Aim of the exercise :: The word "ridge" occurs in some lines of the data. Return each such line.
■ ■ ■ ■ ■
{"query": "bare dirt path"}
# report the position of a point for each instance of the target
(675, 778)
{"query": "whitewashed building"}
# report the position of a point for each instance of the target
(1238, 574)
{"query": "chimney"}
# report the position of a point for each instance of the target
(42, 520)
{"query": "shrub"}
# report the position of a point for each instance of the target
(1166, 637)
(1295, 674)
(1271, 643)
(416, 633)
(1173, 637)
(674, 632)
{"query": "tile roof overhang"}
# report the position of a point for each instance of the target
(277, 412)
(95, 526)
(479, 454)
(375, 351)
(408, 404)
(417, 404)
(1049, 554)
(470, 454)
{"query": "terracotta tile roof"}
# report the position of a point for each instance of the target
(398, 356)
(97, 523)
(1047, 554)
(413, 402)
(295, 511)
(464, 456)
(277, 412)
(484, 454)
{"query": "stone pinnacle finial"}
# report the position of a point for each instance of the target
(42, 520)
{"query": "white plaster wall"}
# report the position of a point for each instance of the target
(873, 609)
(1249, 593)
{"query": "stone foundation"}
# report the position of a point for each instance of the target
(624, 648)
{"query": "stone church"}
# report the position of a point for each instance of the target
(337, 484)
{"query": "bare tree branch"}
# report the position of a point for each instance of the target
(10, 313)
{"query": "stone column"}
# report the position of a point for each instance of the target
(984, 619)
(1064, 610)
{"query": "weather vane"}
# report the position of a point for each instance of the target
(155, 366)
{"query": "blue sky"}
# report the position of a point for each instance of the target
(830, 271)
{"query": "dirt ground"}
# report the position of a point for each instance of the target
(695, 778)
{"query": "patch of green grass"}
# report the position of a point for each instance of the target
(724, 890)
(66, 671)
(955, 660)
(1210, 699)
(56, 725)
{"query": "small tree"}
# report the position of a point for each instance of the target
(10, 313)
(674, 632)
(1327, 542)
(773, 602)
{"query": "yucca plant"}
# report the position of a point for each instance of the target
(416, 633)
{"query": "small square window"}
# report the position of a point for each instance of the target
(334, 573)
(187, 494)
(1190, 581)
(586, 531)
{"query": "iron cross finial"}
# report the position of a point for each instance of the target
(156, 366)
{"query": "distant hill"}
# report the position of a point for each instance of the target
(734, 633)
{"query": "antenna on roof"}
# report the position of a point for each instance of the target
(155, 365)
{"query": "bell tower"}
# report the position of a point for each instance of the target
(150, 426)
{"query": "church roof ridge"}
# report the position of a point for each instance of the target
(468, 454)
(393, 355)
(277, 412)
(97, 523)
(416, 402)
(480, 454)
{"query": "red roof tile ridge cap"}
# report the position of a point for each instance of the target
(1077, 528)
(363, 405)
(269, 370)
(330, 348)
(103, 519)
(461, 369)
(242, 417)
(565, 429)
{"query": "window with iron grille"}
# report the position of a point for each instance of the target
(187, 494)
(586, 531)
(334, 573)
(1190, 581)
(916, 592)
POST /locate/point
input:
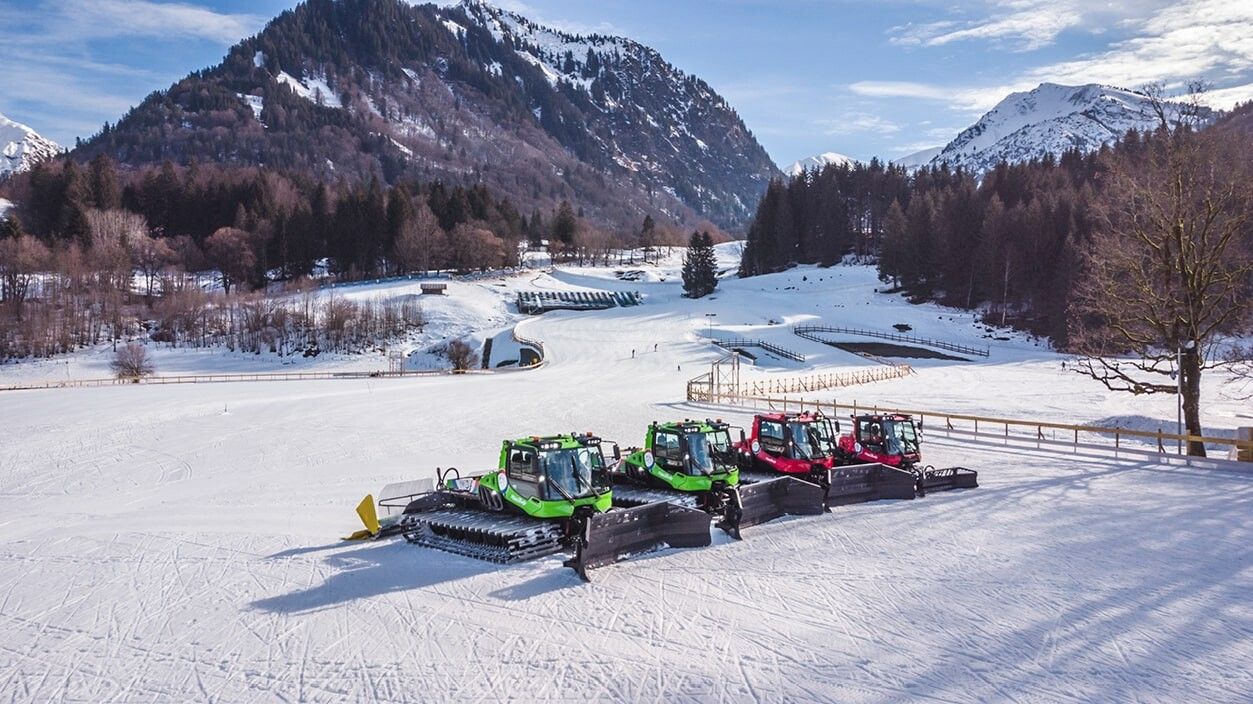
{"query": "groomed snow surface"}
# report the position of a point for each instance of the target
(181, 543)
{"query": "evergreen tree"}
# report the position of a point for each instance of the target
(699, 267)
(565, 227)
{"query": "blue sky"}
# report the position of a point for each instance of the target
(863, 78)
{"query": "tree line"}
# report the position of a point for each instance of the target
(1138, 258)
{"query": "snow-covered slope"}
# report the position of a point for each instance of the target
(181, 543)
(1049, 119)
(919, 158)
(21, 148)
(466, 94)
(818, 162)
■ ■ ■ ■ ■
Output of the exercise ::
{"query": "church roof ridge"}
{"query": "red roof tile ridge cap"}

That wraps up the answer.